(Goal)
Reproduce only the data from the line with "One keypoint belongs to every instance. Tag the yellow" to the line with "One keypoint belongs to every instance. Tag the metal", substituting "marker" for "keypoint" and leaving everything else unchanged.

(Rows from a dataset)
★ ★ ★ ★ ★
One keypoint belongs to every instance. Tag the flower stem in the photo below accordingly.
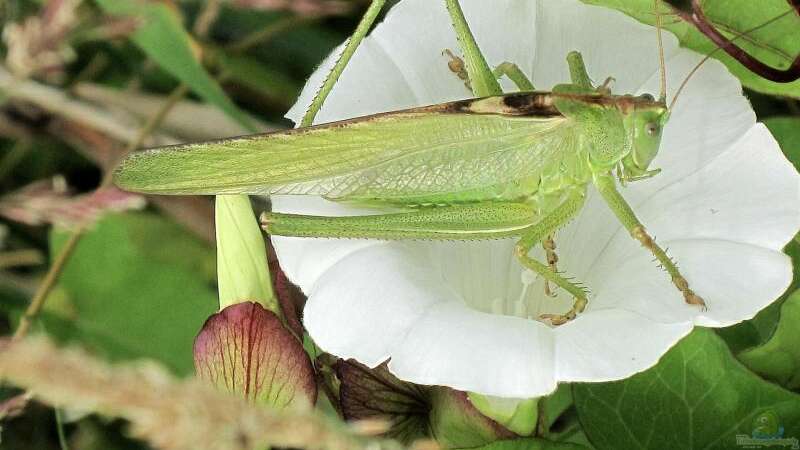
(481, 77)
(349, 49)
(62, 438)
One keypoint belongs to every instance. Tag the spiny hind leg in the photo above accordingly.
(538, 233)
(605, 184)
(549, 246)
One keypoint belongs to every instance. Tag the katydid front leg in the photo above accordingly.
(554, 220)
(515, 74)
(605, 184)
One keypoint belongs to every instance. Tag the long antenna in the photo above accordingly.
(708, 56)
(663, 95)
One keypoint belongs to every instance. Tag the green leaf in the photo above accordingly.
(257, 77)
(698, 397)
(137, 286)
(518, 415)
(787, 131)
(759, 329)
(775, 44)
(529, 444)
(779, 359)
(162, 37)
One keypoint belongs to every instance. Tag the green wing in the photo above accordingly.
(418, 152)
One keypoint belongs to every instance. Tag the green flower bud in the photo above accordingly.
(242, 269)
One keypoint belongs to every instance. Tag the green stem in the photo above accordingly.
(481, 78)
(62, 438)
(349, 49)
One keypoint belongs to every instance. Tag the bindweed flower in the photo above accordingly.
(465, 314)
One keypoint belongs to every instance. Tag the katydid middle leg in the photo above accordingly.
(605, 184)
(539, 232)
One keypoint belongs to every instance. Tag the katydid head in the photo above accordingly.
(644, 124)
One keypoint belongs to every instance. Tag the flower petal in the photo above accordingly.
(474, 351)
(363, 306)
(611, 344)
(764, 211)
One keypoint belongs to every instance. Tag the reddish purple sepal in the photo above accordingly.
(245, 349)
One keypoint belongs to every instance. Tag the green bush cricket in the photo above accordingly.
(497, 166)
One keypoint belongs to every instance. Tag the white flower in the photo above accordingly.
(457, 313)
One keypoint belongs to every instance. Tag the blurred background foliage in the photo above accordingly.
★ ★ ★ ★ ★
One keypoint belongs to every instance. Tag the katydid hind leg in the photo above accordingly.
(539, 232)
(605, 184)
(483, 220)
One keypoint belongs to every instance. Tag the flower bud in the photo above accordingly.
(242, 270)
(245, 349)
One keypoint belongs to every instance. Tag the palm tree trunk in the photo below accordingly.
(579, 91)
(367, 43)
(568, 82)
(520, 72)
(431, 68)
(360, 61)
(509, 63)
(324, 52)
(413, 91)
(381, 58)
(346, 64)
★ ★ ★ ★ ★
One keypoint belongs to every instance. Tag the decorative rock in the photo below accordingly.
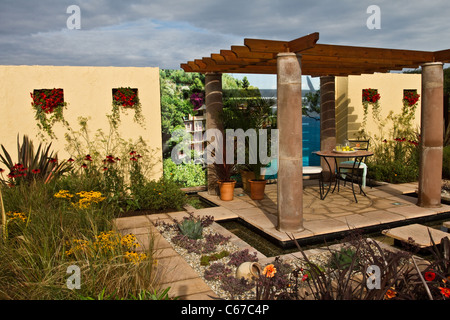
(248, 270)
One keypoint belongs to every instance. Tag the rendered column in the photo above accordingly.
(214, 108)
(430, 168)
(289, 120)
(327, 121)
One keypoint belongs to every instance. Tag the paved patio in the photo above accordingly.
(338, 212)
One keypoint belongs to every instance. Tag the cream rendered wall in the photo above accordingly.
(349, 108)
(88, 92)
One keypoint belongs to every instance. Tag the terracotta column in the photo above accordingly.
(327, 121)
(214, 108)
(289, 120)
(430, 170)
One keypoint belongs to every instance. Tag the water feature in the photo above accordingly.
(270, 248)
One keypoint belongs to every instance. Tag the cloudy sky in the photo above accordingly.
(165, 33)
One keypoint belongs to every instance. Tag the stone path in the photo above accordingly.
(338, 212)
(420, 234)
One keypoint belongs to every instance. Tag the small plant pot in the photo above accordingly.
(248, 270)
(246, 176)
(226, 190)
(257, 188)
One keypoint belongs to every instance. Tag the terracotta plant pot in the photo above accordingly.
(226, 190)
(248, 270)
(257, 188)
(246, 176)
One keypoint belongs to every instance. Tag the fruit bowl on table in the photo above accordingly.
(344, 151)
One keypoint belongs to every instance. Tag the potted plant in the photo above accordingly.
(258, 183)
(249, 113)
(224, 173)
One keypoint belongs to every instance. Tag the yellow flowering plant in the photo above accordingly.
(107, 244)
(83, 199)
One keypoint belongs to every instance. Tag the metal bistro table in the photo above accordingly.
★ ★ ★ ★ ★
(Exercise output)
One marker belongs to every instance. Tag the yellow flowering plant in the photo above accordingly.
(107, 244)
(83, 199)
One marker belongs to every instance. Tag the metal bistro table in the photo above accordingly.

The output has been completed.